Task list
A: In the passage on astrocyte Ca²⁺ signals, condense the paragraph beginning "Ca²⁺ signals are implicated in the regulation" into a short bulleted list that keeps its main facts.
B: Retype the stretch of the passage on astrocyte Ca²⁺ signals from "Technological advances in" through "[12, 40, 42]." without changing anything.

Supplied text
══════════

Technological advances in fast volumetric imaging have allowed recording of three-dimensional Ca²⁺ signals with high speed [41]. These measurements have confirmed a rich repertoire of spontaneous and evoked Ca²⁺ signals in astrocytes, highlighting their spatio-temporal complexity and emphasizing the challenges in their detection and interpretation [12, 40, 42].

Functional Significance of Ca²⁺ Signals in Astrocytes: The State of the Art

Ca²⁺ signals are implicated in the regulation of a plethora of cellular functions and the overarching question in the field regards their functional significance [3, 4, 6]. Functionally, Ca²⁺ signaling in astrocytes can be generally divided in two categories: (1) ‘domestic’ signaling and (2) astrocyte functions-specific signaling (Fig. 1). Domestic homeostatic Ca²⁺ signaling regulates activities, common to most cells, such as (i) maintenance of Ca²⁺ homeostasis itself, (ii) secretion [43], (iii) protein synthesis and degradation [44], (iv) gene transcription [45–47], (v) proliferation and cellular motility [48, 49] and (vi) metabolism and bioenergetics [50]. Being homeostatic cells in the CNS, astrocytes use Ca²⁺ signals for sensing the environment and for translation of the environmental changes into homeostatic and signaling activities. Therefore, ‘domestic’ Ca²⁺ signaling is subordinated to the inter-cellular astrocytic responses during communication with other cells in the CNS.

Fig. 1.

Generic and cell-specific functions of astrocytic Ca²⁺ signals. Generic Ca²⁺-regulated processes in astrocytes include: (1) regulation of Ca²⁺ homeostasis, (2) metabolism and cellular bioenergetics, (3) excitation-secretion coupling, (4) gene transcription, (5) protein synthesis, (6) proteasomal and (7) autophagosomal degradation, (8) motility and growth. Cell-specific functions of astrocytic Ca²⁺ signals classified by the complexity of the regulated functions: A modulation of synaptic transmission and regulation of local hemodynamic; B Ca²⁺ activity pattern in astrocytic syncytium and generation of guiding templates for neuronal networks; C control of systemic blood pressure and contribution to higher brain functions including respiratory control, sleep, locomotion, memory and cognition. The regulation may further be classified as (i) processes directly regulated by Ca²⁺ ions (blue arrows) like vesicular exocytosis (gliocrine function) and regulation of the activity of ion channels and transporters; (ii) indirect regulation which implicates decodification of the spatio-temporal pattern of [Ca²⁺]_i (red arrows and text) by calmodulin and other Ca²⁺-binding enzymes. To date, only calcineurin (CaN) has been identified in astrocytes as a Ca²⁺-sensitive molecular switch

Astrocyte-specific functions of Ca²⁺ signaling are thought to participate in the CNS activities at several levels, the lowest level being the control over synaptic transmission at the tripartite synapse. The next level may be represented by the control of synaptic and neuronal circuits through participation in the establishment of so called ‘guiding templates’—supra-cellular spatio-temporal patterns of signaling molecules which ‘guide’ the excitation flow in the neuronal networks. The next level of complexity may be represented by the control over systemic blood flow, respiratory control, locomotion, sleep and higher brain functions including memory formation and cognition (reviewed in [3, 12, 39, 51, 52]. All these levels have been experimentally tested for being controlled directly by astrocytic Ca²⁺ signals, mainly through the release of neuro- or vaso-active gliotransmitters and control of the ionic composition of the extracellular milieu.

══════════

Data supplied

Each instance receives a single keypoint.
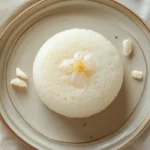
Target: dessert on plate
(78, 73)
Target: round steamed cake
(77, 73)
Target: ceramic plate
(31, 120)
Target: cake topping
(78, 69)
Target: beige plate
(31, 120)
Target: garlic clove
(78, 55)
(137, 74)
(18, 82)
(127, 47)
(21, 74)
(66, 79)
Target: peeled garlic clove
(127, 47)
(78, 55)
(18, 82)
(65, 79)
(21, 74)
(137, 74)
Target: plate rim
(141, 128)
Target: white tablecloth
(7, 7)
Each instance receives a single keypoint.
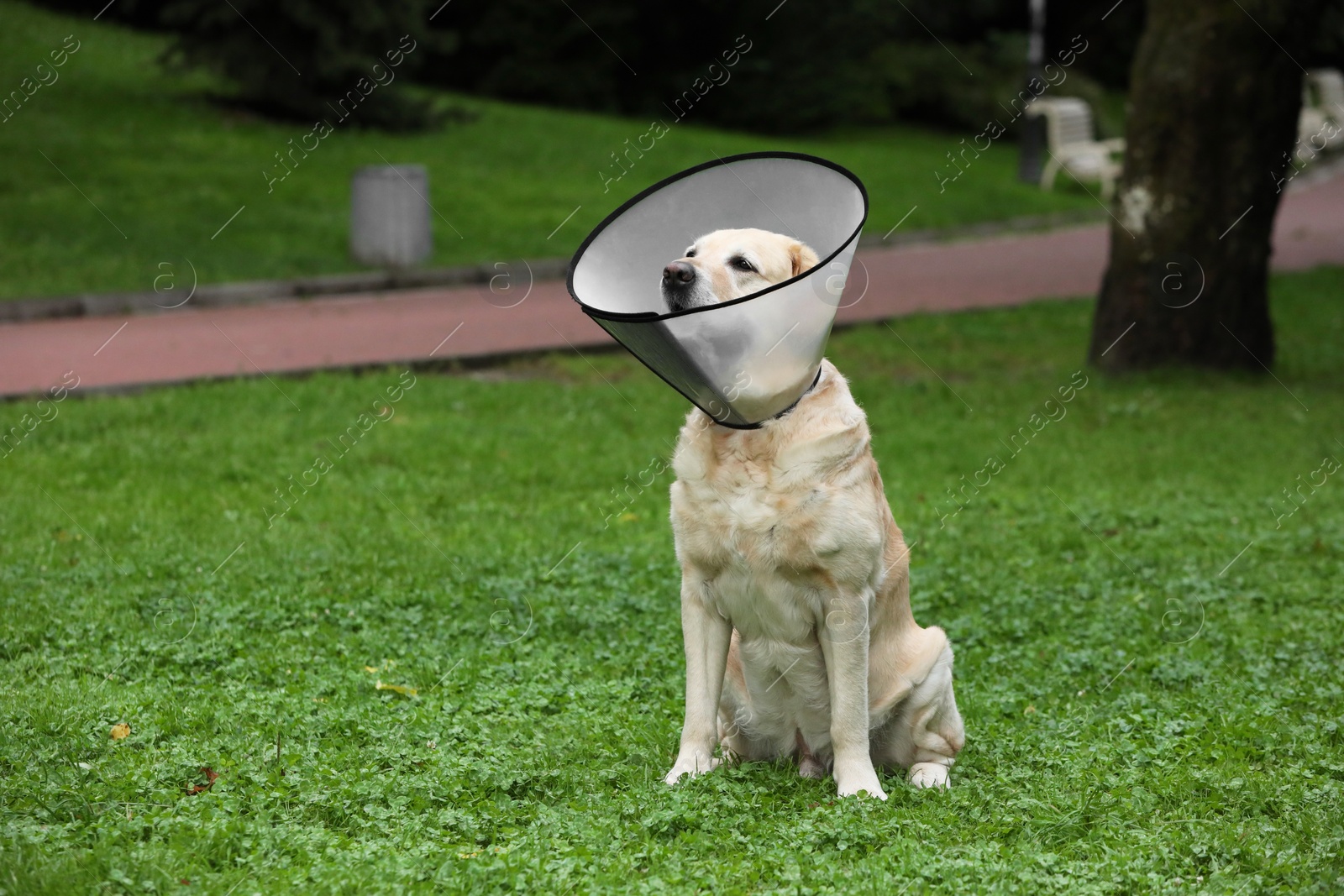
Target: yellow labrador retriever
(795, 577)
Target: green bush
(306, 60)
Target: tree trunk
(1215, 98)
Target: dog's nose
(678, 275)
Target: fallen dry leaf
(210, 781)
(402, 689)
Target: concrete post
(389, 215)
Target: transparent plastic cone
(745, 360)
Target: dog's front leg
(706, 636)
(844, 644)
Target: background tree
(1215, 94)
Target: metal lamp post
(1034, 127)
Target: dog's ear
(803, 258)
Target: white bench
(1072, 144)
(1328, 86)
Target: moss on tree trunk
(1215, 98)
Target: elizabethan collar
(745, 360)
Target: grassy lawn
(161, 170)
(1147, 656)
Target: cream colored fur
(796, 604)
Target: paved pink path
(416, 325)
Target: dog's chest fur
(776, 517)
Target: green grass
(1151, 705)
(161, 170)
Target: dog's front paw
(692, 763)
(851, 782)
(929, 774)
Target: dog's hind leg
(925, 734)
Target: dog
(795, 577)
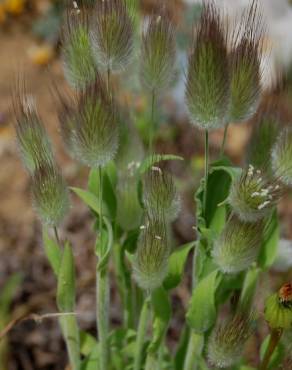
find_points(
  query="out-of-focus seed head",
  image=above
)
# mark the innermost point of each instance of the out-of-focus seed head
(227, 341)
(278, 308)
(151, 258)
(245, 60)
(112, 34)
(78, 62)
(160, 193)
(158, 53)
(50, 195)
(207, 85)
(253, 195)
(32, 138)
(282, 157)
(238, 245)
(89, 125)
(264, 135)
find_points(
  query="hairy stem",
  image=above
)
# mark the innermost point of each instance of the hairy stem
(195, 347)
(224, 140)
(151, 126)
(70, 332)
(274, 340)
(141, 334)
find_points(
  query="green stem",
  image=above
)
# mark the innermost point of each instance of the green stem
(206, 171)
(195, 347)
(151, 126)
(224, 140)
(141, 334)
(70, 332)
(57, 235)
(102, 290)
(274, 340)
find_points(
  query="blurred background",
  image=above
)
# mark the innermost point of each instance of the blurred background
(30, 46)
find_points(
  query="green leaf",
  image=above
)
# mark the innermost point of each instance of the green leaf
(66, 281)
(88, 198)
(151, 160)
(87, 343)
(108, 193)
(176, 266)
(53, 252)
(269, 248)
(162, 313)
(201, 313)
(277, 355)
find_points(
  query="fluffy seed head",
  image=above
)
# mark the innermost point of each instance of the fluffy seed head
(207, 85)
(112, 35)
(264, 135)
(282, 157)
(150, 263)
(78, 62)
(227, 340)
(32, 139)
(160, 193)
(89, 125)
(158, 53)
(253, 196)
(245, 59)
(238, 245)
(50, 194)
(278, 308)
(129, 211)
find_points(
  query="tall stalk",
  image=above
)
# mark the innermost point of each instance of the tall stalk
(196, 341)
(70, 330)
(102, 293)
(141, 333)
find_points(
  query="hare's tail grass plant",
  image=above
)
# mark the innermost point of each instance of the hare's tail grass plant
(134, 200)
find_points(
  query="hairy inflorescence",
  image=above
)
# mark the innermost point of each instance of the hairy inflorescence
(207, 84)
(78, 62)
(150, 260)
(111, 34)
(245, 63)
(158, 53)
(89, 125)
(50, 194)
(238, 245)
(226, 342)
(253, 195)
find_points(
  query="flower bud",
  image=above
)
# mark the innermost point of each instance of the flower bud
(238, 245)
(227, 340)
(253, 196)
(89, 125)
(207, 85)
(50, 195)
(151, 258)
(282, 157)
(32, 138)
(245, 59)
(78, 62)
(278, 308)
(160, 193)
(112, 34)
(158, 53)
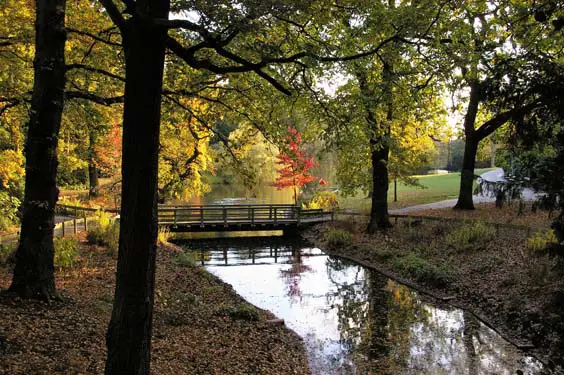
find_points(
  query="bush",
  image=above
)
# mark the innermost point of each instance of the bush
(472, 236)
(6, 252)
(163, 235)
(541, 241)
(104, 233)
(8, 210)
(422, 270)
(66, 251)
(338, 238)
(326, 200)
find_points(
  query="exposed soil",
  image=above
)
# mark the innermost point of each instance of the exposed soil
(517, 291)
(201, 326)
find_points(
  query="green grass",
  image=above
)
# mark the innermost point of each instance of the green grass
(436, 188)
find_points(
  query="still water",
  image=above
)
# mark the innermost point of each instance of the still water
(354, 320)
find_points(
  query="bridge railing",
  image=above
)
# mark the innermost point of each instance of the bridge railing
(228, 214)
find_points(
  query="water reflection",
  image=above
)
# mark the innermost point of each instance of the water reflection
(355, 321)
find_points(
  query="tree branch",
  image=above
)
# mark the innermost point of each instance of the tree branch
(94, 70)
(93, 36)
(496, 122)
(94, 98)
(114, 14)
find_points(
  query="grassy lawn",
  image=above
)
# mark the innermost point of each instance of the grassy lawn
(435, 188)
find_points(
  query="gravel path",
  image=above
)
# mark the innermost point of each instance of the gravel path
(441, 204)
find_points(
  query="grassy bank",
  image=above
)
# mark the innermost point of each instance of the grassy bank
(433, 188)
(201, 326)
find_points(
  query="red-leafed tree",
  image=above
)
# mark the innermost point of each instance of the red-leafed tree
(295, 164)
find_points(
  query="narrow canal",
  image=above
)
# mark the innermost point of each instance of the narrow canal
(354, 320)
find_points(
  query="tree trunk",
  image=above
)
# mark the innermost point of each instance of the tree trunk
(470, 149)
(92, 169)
(34, 271)
(129, 331)
(379, 217)
(465, 201)
(379, 154)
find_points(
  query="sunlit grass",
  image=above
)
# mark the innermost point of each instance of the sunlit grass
(435, 188)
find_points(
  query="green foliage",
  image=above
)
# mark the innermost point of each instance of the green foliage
(163, 235)
(242, 311)
(6, 251)
(338, 238)
(66, 251)
(8, 210)
(326, 200)
(541, 241)
(422, 270)
(472, 236)
(104, 233)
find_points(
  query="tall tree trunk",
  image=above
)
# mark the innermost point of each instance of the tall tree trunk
(34, 271)
(379, 154)
(129, 331)
(379, 216)
(470, 149)
(92, 169)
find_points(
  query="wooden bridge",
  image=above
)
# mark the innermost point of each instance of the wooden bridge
(251, 217)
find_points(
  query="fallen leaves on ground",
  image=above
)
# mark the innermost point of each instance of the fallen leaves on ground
(198, 325)
(518, 290)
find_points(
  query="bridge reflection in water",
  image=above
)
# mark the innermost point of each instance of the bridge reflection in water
(354, 320)
(245, 256)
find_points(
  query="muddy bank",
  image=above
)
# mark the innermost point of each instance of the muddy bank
(201, 326)
(516, 290)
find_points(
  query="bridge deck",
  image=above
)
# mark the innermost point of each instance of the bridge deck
(237, 217)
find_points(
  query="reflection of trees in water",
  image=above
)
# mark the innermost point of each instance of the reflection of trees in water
(375, 317)
(349, 296)
(292, 276)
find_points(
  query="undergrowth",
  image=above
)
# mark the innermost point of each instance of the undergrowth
(422, 270)
(474, 236)
(104, 233)
(66, 251)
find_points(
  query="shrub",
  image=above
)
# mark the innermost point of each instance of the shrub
(338, 238)
(326, 200)
(8, 210)
(163, 235)
(6, 252)
(422, 270)
(66, 251)
(541, 241)
(104, 233)
(472, 236)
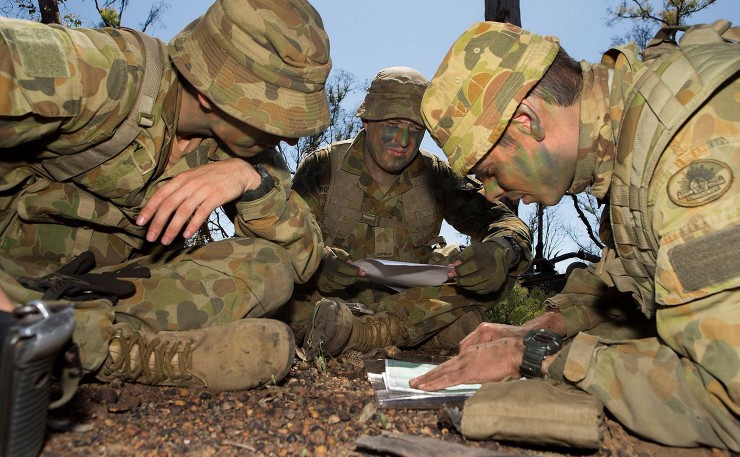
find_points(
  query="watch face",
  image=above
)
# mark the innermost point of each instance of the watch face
(544, 338)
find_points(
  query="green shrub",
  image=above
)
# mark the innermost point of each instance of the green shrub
(519, 306)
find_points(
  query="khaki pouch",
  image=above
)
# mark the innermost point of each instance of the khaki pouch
(533, 411)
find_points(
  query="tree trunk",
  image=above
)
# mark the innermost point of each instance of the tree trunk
(503, 11)
(50, 12)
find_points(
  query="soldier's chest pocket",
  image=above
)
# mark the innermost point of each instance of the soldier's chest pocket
(125, 174)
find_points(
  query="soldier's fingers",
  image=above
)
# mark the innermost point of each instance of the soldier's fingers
(185, 211)
(155, 201)
(201, 214)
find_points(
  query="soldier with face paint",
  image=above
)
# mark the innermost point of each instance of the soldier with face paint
(379, 196)
(115, 148)
(658, 141)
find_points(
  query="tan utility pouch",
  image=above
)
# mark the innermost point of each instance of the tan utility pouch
(533, 411)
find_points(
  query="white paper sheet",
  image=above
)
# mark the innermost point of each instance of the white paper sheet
(398, 374)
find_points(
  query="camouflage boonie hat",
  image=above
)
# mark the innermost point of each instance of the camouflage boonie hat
(394, 93)
(486, 74)
(263, 62)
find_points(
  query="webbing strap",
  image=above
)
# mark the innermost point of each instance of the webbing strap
(68, 166)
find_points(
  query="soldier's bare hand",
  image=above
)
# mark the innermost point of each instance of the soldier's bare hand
(487, 362)
(191, 196)
(488, 332)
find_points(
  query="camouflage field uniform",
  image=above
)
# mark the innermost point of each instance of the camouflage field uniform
(459, 201)
(682, 387)
(662, 308)
(65, 90)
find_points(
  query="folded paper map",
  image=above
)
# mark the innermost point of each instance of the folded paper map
(402, 275)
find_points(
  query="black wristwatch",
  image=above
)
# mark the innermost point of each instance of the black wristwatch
(537, 345)
(517, 250)
(267, 184)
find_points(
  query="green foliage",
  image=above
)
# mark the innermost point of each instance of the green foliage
(520, 306)
(646, 18)
(110, 17)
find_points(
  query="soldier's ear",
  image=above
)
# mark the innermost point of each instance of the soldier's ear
(527, 120)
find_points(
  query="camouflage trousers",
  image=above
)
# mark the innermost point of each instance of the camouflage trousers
(200, 287)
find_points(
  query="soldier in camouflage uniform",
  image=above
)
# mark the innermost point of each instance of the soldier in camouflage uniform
(659, 141)
(379, 196)
(213, 104)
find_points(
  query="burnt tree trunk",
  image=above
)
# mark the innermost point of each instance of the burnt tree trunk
(503, 11)
(50, 12)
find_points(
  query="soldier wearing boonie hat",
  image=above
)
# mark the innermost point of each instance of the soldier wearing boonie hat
(468, 106)
(380, 196)
(656, 138)
(263, 63)
(154, 138)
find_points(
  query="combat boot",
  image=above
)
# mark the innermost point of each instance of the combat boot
(450, 336)
(236, 356)
(334, 329)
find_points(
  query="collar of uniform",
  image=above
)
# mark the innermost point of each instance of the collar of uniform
(595, 146)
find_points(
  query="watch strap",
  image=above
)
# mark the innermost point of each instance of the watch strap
(265, 186)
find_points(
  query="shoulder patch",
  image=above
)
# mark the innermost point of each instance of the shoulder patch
(699, 183)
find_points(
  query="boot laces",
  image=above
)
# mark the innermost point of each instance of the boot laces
(155, 363)
(377, 331)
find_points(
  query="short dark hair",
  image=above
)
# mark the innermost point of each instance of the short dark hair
(562, 83)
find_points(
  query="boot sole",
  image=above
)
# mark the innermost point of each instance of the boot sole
(317, 335)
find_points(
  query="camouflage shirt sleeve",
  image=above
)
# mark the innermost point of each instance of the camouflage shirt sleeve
(470, 213)
(683, 388)
(284, 218)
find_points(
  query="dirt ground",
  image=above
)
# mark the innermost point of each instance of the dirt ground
(315, 411)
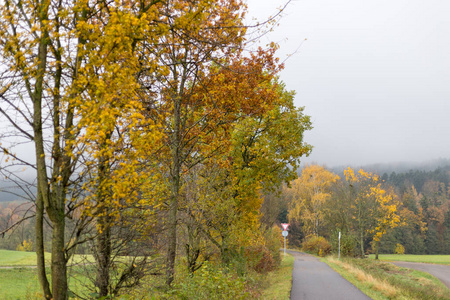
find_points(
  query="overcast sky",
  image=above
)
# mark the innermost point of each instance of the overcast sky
(374, 75)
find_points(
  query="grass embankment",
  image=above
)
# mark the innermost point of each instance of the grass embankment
(22, 283)
(10, 258)
(279, 282)
(214, 282)
(381, 280)
(431, 259)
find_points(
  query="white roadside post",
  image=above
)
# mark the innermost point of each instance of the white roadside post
(339, 251)
(285, 234)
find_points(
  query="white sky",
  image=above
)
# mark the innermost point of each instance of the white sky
(373, 75)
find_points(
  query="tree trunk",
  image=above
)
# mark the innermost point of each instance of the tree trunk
(59, 267)
(361, 241)
(103, 256)
(39, 242)
(175, 144)
(172, 234)
(377, 247)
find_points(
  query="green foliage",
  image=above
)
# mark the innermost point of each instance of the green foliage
(317, 245)
(259, 258)
(432, 259)
(382, 280)
(399, 249)
(212, 282)
(26, 245)
(348, 243)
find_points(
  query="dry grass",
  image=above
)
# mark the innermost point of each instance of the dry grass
(380, 280)
(380, 285)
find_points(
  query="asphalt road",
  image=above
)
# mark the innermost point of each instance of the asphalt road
(315, 280)
(441, 272)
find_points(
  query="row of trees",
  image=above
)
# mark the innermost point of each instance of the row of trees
(372, 214)
(148, 119)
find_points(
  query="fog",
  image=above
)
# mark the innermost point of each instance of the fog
(373, 75)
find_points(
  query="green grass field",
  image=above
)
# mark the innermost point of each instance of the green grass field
(21, 258)
(381, 281)
(431, 259)
(279, 283)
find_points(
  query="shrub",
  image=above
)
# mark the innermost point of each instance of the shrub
(259, 258)
(25, 246)
(348, 243)
(399, 249)
(212, 282)
(317, 245)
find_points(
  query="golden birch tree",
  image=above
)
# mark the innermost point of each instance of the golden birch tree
(309, 194)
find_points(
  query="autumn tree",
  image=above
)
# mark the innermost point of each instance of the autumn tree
(264, 153)
(202, 40)
(374, 210)
(63, 84)
(309, 193)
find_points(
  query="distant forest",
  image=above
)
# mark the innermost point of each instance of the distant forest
(423, 204)
(420, 198)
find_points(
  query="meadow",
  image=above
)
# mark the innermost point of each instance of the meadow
(431, 259)
(18, 280)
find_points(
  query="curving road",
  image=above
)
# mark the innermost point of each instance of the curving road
(441, 272)
(315, 280)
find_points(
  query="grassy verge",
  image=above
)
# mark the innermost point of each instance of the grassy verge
(19, 258)
(431, 259)
(279, 282)
(22, 283)
(380, 280)
(210, 282)
(215, 282)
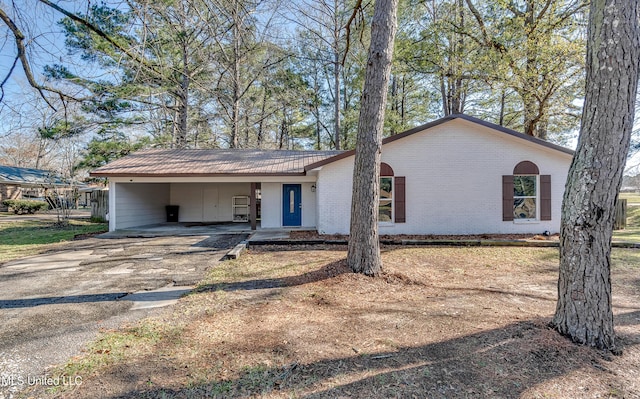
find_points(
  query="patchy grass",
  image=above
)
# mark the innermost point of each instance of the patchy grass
(440, 322)
(632, 232)
(31, 237)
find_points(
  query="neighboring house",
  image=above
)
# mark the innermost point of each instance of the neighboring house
(456, 175)
(17, 183)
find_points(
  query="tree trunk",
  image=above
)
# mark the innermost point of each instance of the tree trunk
(584, 310)
(235, 111)
(364, 247)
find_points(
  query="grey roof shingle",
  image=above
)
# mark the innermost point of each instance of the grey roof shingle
(175, 163)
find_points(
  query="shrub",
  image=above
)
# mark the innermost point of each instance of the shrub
(20, 207)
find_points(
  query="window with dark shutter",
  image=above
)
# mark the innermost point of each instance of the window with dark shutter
(392, 206)
(400, 202)
(507, 198)
(545, 197)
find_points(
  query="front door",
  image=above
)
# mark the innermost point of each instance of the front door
(291, 205)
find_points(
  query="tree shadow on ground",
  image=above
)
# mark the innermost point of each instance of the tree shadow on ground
(506, 362)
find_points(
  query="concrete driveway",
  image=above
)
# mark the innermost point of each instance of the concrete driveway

══════════

Task-by-task answers
A:
- The central question in the field is the functional significance of Ca²⁺ signals, which regulate many cellular functions.
- Astrocytic Ca²⁺ signaling falls into two categories: "domestic" signaling and signaling specific to astrocyte functions.
- Domestic signaling regulates activities common to most cells:
  - Ca²⁺ homeostasis
  - secretion
  - protein synthesis and degradation
  - gene transcription
  - proliferation and motility
  - metabolism and bioenergetics
- As homeostatic cells of the CNS, astrocytes use Ca²⁺ signals to sense the environment and to translate its changes into homeostatic and signaling activities.
- Domestic signaling is therefore subordinate to astrocytes' inter-cellular responses when they communicate with other CNS cells.

B:
Technological advances in fast volumetric imaging have allowed recording of three-dimensional Ca²⁺ signals with high speed [41]. These measurements have confirmed a rich repertoire of spontaneous and evoked Ca²⁺ signals in astrocytes, highlighting their spatio-temporal complexity and emphasizing the challenges in their detection and interpretation [12, 40, 42].